Point-based annotation data:
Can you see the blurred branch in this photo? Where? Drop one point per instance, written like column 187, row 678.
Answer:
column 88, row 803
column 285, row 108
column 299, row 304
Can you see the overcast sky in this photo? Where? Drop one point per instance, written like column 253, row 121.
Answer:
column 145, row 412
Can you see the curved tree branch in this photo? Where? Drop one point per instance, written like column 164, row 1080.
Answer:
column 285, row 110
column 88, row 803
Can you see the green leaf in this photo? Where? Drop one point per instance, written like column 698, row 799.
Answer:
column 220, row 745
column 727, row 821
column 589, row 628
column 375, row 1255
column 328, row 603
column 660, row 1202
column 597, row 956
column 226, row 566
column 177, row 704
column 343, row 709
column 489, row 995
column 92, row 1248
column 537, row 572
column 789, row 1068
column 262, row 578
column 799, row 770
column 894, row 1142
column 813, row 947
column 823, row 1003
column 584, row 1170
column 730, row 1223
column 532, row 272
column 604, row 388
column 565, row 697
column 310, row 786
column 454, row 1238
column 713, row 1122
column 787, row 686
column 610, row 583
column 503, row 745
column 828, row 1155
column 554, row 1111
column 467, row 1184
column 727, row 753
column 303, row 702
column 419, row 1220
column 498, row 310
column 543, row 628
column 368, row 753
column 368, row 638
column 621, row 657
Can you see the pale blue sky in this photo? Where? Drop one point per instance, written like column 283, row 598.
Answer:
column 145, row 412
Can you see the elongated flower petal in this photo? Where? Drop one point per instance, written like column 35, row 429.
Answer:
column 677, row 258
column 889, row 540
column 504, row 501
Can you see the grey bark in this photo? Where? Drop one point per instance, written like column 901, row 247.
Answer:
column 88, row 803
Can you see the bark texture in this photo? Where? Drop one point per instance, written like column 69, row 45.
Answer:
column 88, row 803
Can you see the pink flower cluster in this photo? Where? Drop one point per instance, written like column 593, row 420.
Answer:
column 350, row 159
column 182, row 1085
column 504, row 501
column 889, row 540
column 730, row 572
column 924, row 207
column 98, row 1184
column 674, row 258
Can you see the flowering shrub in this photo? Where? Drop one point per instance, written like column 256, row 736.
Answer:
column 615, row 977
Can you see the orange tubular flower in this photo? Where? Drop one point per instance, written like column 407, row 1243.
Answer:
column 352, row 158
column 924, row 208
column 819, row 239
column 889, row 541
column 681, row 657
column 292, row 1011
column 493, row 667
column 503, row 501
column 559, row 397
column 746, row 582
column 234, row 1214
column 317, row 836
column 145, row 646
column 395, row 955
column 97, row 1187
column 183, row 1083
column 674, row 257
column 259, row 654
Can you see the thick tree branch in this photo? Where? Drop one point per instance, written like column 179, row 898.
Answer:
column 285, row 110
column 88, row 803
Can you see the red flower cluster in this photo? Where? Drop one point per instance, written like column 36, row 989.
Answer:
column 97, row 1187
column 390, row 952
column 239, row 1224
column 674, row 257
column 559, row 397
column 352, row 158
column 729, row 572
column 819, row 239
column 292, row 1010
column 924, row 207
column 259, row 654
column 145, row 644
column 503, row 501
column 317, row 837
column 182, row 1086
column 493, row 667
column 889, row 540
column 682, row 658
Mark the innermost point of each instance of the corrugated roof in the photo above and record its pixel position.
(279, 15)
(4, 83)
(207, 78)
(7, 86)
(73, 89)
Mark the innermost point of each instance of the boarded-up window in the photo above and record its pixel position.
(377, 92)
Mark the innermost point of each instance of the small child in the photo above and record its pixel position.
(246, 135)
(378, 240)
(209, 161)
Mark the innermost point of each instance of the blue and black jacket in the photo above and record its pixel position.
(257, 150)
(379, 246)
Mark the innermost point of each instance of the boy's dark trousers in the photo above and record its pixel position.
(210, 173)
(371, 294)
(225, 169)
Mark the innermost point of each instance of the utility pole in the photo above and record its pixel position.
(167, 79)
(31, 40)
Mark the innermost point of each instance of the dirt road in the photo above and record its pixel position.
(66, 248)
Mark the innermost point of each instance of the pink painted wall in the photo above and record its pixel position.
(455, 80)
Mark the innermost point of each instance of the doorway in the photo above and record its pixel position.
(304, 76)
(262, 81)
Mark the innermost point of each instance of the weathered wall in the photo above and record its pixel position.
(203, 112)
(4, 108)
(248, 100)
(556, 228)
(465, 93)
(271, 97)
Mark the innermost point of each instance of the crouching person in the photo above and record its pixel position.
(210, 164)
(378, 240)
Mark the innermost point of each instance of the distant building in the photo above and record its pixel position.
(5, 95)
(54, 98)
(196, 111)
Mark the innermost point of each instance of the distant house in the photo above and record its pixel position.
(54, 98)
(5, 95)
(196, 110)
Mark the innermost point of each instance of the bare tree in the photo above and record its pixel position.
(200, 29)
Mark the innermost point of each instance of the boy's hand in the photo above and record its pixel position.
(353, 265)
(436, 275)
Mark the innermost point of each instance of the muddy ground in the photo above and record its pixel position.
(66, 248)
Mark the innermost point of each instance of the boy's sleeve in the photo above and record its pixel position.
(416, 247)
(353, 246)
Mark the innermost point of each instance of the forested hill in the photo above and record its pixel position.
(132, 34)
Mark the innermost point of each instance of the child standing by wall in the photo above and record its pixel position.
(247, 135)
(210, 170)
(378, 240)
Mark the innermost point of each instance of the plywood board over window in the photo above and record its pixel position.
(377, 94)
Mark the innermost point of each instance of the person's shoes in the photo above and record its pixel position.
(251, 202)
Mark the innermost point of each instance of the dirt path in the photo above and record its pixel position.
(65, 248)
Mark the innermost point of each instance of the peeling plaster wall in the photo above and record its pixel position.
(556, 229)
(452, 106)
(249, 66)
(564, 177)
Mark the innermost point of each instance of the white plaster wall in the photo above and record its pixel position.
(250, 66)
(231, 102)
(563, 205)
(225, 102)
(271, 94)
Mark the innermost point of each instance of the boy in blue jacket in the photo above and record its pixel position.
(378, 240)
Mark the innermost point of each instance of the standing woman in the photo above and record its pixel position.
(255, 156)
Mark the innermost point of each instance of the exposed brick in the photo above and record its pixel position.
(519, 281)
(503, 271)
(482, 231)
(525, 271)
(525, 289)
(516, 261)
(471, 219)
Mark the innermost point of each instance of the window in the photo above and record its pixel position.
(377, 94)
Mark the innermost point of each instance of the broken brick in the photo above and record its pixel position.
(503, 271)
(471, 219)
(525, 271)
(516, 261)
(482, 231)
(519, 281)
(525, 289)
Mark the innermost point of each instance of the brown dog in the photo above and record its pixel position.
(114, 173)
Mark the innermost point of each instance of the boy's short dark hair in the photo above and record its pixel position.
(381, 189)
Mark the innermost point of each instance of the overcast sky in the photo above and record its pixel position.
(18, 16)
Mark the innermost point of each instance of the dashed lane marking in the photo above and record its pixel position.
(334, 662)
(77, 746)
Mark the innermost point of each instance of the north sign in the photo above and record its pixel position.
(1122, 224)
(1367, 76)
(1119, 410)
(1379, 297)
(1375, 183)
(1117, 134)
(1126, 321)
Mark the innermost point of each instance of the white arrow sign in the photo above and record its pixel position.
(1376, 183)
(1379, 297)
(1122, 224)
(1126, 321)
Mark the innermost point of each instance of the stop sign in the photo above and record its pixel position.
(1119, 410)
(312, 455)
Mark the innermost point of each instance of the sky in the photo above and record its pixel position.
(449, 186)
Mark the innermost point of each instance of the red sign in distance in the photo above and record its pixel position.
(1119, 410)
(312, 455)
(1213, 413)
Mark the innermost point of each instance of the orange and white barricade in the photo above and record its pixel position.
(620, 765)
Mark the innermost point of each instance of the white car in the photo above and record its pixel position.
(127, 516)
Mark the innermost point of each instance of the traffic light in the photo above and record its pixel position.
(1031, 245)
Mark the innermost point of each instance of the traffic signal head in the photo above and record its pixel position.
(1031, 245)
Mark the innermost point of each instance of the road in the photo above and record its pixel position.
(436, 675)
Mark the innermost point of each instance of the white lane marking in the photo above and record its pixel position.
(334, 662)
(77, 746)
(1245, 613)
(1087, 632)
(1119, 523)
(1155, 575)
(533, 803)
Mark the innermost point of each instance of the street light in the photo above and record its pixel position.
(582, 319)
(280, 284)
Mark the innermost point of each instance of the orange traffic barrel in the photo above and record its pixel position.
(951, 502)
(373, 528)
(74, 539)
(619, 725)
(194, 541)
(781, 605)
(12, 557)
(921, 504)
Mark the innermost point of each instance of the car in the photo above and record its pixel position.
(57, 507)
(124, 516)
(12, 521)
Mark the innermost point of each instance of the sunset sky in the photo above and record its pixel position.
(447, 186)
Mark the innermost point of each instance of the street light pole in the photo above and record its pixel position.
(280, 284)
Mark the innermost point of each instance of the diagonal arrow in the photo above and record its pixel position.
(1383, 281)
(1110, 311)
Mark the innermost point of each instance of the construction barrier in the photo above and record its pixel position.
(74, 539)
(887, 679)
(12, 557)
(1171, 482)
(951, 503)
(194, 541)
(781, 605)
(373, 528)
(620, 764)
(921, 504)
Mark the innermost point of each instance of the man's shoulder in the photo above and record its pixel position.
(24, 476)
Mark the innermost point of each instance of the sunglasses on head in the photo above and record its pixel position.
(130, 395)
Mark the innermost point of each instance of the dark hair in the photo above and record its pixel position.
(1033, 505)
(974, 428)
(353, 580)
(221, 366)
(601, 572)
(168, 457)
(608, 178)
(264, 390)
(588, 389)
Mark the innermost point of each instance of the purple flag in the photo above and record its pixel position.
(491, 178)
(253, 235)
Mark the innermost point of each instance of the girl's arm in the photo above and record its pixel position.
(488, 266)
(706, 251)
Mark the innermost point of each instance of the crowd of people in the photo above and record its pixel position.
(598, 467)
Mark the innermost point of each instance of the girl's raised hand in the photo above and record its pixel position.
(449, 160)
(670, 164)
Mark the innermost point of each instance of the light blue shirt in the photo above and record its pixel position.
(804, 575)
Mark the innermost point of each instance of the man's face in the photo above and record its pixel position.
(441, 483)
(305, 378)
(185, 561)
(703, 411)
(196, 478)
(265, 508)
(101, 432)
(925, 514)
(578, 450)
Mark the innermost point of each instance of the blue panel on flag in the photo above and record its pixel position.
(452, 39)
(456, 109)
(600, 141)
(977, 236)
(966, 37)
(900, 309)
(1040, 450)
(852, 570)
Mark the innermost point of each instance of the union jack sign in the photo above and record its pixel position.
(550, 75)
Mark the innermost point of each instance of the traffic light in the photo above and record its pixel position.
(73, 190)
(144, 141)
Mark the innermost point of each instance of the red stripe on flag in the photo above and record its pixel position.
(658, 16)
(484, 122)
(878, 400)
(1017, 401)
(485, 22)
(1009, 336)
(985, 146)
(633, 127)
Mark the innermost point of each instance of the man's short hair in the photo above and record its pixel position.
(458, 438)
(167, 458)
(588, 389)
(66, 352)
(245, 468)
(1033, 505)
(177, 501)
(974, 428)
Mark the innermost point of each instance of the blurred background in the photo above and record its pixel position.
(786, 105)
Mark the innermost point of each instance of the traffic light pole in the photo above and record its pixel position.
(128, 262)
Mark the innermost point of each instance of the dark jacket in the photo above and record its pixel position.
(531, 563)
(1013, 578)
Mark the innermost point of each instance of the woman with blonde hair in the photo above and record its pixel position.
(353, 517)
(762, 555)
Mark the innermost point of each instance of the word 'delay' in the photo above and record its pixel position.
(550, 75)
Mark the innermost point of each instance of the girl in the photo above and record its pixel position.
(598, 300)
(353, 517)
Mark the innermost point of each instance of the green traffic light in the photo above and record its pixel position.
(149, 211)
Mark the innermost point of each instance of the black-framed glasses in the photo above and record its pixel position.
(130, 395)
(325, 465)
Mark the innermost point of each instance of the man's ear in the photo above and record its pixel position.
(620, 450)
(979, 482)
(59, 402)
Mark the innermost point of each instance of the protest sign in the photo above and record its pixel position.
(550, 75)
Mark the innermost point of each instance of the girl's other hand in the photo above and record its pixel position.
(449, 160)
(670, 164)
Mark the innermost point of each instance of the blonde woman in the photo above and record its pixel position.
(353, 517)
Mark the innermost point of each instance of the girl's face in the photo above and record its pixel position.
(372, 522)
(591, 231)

▶ **Written instruction**
Edit the entries from the start through the line containing "column 674, row 258", replacing "Drop" with "Place" and keeping everything else unchanged.

▶ **Result for this task**
Can you see the blurred branch in this photo? Where? Place one point per instance, written like column 187, row 678.
Answer:
column 88, row 803
column 285, row 108
column 299, row 304
Can you see the overcast sky in this photo? Where? Place one point per instance, written like column 253, row 121.
Answer:
column 145, row 412
Can you see the curved tree branch in this photo? Where? Place one point per instance, written like column 164, row 1080.
Answer:
column 285, row 110
column 88, row 803
Can you see the green leaf in this photo? Where? Place one point per instance, written like column 698, row 799.
Answer:
column 220, row 745
column 727, row 821
column 589, row 628
column 375, row 1255
column 328, row 603
column 660, row 1202
column 597, row 956
column 226, row 566
column 177, row 704
column 343, row 709
column 489, row 995
column 92, row 1248
column 537, row 572
column 789, row 1068
column 262, row 578
column 799, row 770
column 894, row 1142
column 813, row 947
column 823, row 1003
column 584, row 1170
column 730, row 1223
column 532, row 272
column 604, row 388
column 565, row 697
column 310, row 786
column 454, row 1238
column 713, row 1122
column 787, row 686
column 610, row 583
column 503, row 745
column 828, row 1155
column 554, row 1111
column 467, row 1184
column 727, row 753
column 303, row 702
column 419, row 1220
column 498, row 310
column 543, row 628
column 368, row 753
column 368, row 638
column 621, row 657
Can you see the pale blue sky in this photo? Where? Place one point per instance, written like column 283, row 598.
Answer:
column 145, row 412
Can you see the elongated flower petal in this photo? Where? Place one point per instance, written like column 35, row 429.
Answer:
column 677, row 258
column 889, row 540
column 504, row 501
Can you see the grey bark in this photo? Where? Place one point per instance, written like column 901, row 247.
Answer:
column 88, row 803
Can you see the bark texture in this photo? Where? Place one point per instance, written like column 69, row 45.
Answer:
column 88, row 803
Can you see the pink flower cluster in this photo? Where? Place one point per instance, written like column 593, row 420.
Answer:
column 350, row 159
column 182, row 1085
column 504, row 501
column 889, row 540
column 730, row 572
column 924, row 207
column 98, row 1184
column 674, row 258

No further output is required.